* Stated problem 1 *
For the passage on Hilary Rosen's award, say whether each statement agrees with it, answering yes or no and quoting the deciding words: (a) Rosen received the Harry Chapin Humanitarian Award from NARM in Florida. (b) Rosen opposed poisoning peer to peer sharing networks with junk music. (c) The speech was Rosen's first as a music industry lobbyist.
* Stated problem 2 *
Copy out the passage on Hilary Rosen's award between "Written by Eric" and "most casual music-lover.", inclusive.

* Passage *
^^^^^^^^^^^^^^^^

A Parallax View

Written by Eric Olsen
Published March 19, 2003

Okay, so Billboard viewed the NARM opening this way; Andrew Orlowski saw things through slightly different colored glasses:

    Departing RIAA chief Hilary Rosen yesterday invoked the name of slain black civil rights leader Martin Luther King as she defended the music oligopolies' right to prevent people sharing music. She also vigorously defended poisoning peer to peer sharing networks with junk music - presumably not a situation that the civil rights leader could have envisaged, in a clutch of policy statements that are a must-read for even the most casual music-lover.

    Rosen was receiving - we kid you not - the 'Harry Chapin Humanitarian Award' from the US T-shirt-sellers and record shops' guild, the National Association of Recording Merchandisers, or NARM, in Florida.

    ....Rosen was "humbled" to receive the gong, she said, and cited Martin Luther King's inspirational words:

    "Social change cannot come overnight, but we must always act as though it were a possibility the very next morning."

    The speech was Rosen's valedictory as a music industry lobbyist, and it gave her opportunity to reflect on whether she had done good by the industry - this reviled cartel of distributors who have squeezed small artists, punished music sharers and who have now set their sights on snooping on ISPs, extending - quite as an aside - their interpretation of the US constitution into such distant corners of the world as Hong Kong and Australia.

^^^^^^^^^^^^^^^^

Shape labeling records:
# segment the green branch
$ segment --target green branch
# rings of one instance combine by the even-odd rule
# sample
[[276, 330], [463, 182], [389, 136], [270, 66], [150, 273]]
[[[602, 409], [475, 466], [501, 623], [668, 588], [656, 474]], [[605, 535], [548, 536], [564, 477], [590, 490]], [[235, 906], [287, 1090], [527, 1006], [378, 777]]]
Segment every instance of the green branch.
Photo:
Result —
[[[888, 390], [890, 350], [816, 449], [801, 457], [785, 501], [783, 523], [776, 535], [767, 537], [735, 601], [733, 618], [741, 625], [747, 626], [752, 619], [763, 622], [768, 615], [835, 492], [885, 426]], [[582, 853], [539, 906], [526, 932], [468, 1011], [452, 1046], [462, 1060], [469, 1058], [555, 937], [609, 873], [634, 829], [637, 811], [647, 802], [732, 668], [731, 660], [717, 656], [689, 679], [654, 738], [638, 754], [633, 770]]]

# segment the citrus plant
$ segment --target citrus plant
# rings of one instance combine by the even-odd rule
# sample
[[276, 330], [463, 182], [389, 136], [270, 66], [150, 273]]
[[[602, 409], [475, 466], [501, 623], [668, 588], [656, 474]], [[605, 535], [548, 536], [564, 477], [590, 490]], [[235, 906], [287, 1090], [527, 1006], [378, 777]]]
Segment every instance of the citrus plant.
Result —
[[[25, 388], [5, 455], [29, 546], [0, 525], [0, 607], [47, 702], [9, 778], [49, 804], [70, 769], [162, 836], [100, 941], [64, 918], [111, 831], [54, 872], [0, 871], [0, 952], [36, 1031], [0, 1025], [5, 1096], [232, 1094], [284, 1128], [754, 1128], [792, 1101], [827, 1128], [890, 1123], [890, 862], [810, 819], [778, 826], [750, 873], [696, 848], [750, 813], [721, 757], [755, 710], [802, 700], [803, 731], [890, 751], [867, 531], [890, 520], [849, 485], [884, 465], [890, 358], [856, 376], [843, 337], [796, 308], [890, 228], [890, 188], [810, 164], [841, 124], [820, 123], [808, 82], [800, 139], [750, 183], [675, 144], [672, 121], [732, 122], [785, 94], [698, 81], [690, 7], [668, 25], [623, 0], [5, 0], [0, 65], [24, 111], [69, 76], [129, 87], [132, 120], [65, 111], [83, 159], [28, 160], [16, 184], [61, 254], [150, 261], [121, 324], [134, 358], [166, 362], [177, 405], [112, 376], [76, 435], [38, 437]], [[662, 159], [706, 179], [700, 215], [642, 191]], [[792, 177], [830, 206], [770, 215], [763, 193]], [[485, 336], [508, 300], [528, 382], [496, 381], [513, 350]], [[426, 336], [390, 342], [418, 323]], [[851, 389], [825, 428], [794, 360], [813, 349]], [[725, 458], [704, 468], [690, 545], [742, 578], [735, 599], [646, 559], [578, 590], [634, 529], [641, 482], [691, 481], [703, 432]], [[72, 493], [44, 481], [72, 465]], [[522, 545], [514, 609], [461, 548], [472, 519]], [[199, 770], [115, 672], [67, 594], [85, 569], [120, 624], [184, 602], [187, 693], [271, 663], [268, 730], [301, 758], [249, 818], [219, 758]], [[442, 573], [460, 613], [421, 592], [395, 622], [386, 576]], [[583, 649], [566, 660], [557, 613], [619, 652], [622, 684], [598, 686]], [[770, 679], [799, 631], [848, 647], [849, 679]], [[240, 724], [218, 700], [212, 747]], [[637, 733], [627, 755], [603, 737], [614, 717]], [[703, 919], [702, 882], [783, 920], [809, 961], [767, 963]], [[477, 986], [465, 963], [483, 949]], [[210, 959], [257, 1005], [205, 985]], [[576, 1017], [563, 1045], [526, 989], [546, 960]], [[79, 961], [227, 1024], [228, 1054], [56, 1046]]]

^^^^^^^^^^^^^^^^

* Written answer 1 *
(a) Yes: "the 'Harry Chapin Humanitarian Award' from the US T-shirt-sellers and record shops' guild, the National Association of Recording Merchandisers, or NARM, in Florida"
(b) No: "She also vigorously defended poisoning peer to peer sharing networks with junk music"
(c) No: "The speech was Rosen's valedictory as a music industry lobbyist"

* Written answer 2 *
Written by Eric Olsen
Published March 19, 2003

Okay, so Billboard viewed the NARM opening this way; Andrew Orlowski saw things through slightly different colored glasses:

    Departing RIAA chief Hilary Rosen yesterday invoked the name of slain black civil rights leader Martin Luther King as she defended the music oligopolies' right to prevent people sharing music. She also vigorously defended poisoning peer to peer sharing networks with junk music - presumably not a situation that the civil rights leader could have envisaged, in a clutch of policy statements that are a must-read for even the most casual music-lover.